TASK DIRECTIONS » Render every line of the listing below as a Markdown table with the columns "No." and "Line", numbering the rows in order and omitting any blank lines.

★ ★ ★ ★ ★ ★ ★

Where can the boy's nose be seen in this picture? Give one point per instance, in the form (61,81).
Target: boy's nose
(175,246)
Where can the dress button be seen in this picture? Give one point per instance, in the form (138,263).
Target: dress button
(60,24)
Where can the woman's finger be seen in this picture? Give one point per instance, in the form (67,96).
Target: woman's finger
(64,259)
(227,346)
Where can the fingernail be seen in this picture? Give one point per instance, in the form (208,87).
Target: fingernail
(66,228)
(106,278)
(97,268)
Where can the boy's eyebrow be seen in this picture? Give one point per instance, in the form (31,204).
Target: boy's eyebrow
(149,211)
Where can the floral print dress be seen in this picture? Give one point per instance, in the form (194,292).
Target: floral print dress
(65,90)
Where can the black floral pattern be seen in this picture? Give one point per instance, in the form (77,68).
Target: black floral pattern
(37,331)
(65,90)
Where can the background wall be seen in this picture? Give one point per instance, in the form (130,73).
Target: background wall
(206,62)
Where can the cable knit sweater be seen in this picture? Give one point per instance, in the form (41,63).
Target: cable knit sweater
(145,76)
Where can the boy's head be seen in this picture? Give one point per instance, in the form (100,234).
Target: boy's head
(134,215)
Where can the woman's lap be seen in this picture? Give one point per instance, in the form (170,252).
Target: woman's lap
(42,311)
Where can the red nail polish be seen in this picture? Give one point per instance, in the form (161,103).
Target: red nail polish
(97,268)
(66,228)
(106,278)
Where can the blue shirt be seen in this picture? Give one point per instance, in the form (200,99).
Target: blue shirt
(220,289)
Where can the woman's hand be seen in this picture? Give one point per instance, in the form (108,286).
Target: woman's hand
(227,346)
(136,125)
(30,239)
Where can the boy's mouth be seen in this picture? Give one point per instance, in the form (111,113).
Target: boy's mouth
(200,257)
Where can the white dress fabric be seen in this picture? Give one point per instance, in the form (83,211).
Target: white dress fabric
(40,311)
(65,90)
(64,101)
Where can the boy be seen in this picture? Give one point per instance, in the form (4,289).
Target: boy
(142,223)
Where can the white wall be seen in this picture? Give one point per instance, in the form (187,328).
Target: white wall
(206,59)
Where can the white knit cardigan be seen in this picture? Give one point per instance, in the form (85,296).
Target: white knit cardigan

★ ★ ★ ★ ★ ★ ★

SOLUTION FOR THIS TASK »
| No. | Line |
|---|---|
| 1 | Where can the boy's nose be seen in this picture? Give one point per instance, in the form (61,81). |
| 2 | Target: boy's nose |
| 3 | (175,246) |
| 4 | Where can the dress button be seen in this picture? Give one point per instance, in the form (138,263). |
| 5 | Target: dress button |
| 6 | (60,24) |
| 7 | Where can the woman's finger be seen in this picture? Give one point per instance, in the form (67,96). |
| 8 | Target: woman's finger |
| 9 | (64,259) |
| 10 | (227,346) |
| 11 | Where can the fingernail be seen in this picture? Give one point per instance, in the form (208,87). |
| 12 | Target: fingernail |
| 13 | (66,228) |
| 14 | (106,278) |
| 15 | (97,268) |
| 16 | Where can the boy's eyebrow be seen in this picture? Give one point per instance, in the form (31,204). |
| 17 | Target: boy's eyebrow |
| 18 | (149,211) |
| 19 | Where can the floral print dress be seen in this picture? Give one point per instance, in the form (194,292). |
| 20 | Target: floral print dress |
| 21 | (65,90) |
| 22 | Where can the black floral pattern be seen in this picture? Give one point per instance, in the form (77,68). |
| 23 | Target: black floral pattern |
| 24 | (37,331) |
| 25 | (65,90) |
| 26 | Where can the background wall be seen in this picture? Give one point per instance, in the form (130,73). |
| 27 | Target: background wall |
| 28 | (206,62) |
| 29 | Where can the cable knit sweater be seen in this picture? Give one point per instance, in the form (41,63). |
| 30 | Target: cable knit sweater |
| 31 | (145,76) |
| 32 | Where can the boy's head be seen in this picture? Give one point per instance, in the form (100,234). |
| 33 | Target: boy's head |
| 34 | (134,215) |
| 35 | Where can the woman's lap be seen in this picture? Give one point per instance, in the form (170,252). |
| 36 | Target: woman's lap |
| 37 | (42,311) |
| 38 | Where can the red nail polish be seen in this picture? Give one point per instance, in the form (161,103). |
| 39 | Target: red nail polish |
| 40 | (97,268) |
| 41 | (66,228) |
| 42 | (106,278) |
| 43 | Where can the blue shirt be seen in this picture? Give one point per instance, in the form (200,99). |
| 44 | Target: blue shirt |
| 45 | (220,289) |
| 46 | Where can the woman's hand be seen in this picture? Give one point per instance, in the form (108,286). |
| 47 | Target: woman's hand |
| 48 | (227,346) |
| 49 | (136,125) |
| 50 | (30,239) |
| 51 | Where can the boy's mouth be seen in this picture? Give one point per instance, in the form (111,113). |
| 52 | Target: boy's mouth |
| 53 | (200,257) |
| 54 | Where can the white dress fabric be seen in this picture? Give one point per instance, in the form (83,211). |
| 55 | Target: white dress fabric |
| 56 | (40,311) |
| 57 | (65,90) |
| 58 | (64,101) |
| 59 | Where can the boy be seen in this picture? Give one point per instance, in the form (4,289). |
| 60 | Target: boy |
| 61 | (142,223) |
| 62 | Where can the white wall be seen in this picture? Give one point per instance, in the form (187,328). |
| 63 | Target: white wall |
| 64 | (206,59) |
| 65 | Where can the white knit cardigan be seen in this picture? Give one point per instance, in the form (85,296). |
| 66 | Target: white knit cardigan |